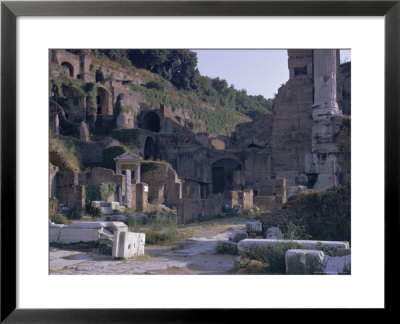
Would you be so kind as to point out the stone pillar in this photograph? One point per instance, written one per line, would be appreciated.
(327, 120)
(138, 173)
(142, 191)
(120, 195)
(118, 168)
(128, 189)
(325, 81)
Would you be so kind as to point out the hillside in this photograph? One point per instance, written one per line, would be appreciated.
(213, 107)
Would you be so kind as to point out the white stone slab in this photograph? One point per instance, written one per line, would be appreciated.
(87, 225)
(116, 226)
(127, 244)
(54, 234)
(337, 265)
(260, 246)
(73, 235)
(304, 261)
(253, 227)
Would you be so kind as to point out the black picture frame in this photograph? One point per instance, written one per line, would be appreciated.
(10, 10)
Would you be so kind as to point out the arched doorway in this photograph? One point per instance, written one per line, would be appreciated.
(149, 149)
(103, 102)
(69, 67)
(222, 174)
(151, 122)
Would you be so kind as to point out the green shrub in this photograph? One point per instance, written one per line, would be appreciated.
(53, 205)
(147, 166)
(275, 256)
(67, 127)
(163, 228)
(125, 136)
(101, 191)
(325, 215)
(59, 219)
(109, 154)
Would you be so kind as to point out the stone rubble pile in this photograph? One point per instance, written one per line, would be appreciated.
(108, 208)
(125, 244)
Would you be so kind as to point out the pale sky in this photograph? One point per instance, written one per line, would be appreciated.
(257, 71)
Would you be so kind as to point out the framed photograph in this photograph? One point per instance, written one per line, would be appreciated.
(125, 116)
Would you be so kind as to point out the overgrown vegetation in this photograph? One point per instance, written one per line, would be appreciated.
(64, 154)
(53, 205)
(163, 228)
(178, 71)
(59, 219)
(125, 136)
(109, 154)
(98, 192)
(325, 214)
(147, 166)
(217, 120)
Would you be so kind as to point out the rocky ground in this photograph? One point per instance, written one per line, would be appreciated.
(195, 255)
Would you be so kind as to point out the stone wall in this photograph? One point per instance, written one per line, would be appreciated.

Goal.
Copy the rows above from the line with "Would you be so kind as to point out the rocky" through the end of the rows, keeping the requests as they are but multiplying every coordinate in the answers by 0.8 and rounding to whole numbers, with halves rounded up.

Task response.
Would you be so kind as to point out the rocky ground in this photograph? One point per instance, written one per line, would be appreciated.
(156, 204)
Would you be so kind as to point out the stone wall in this photograph? One point per instance, written one per line, would be appreciated.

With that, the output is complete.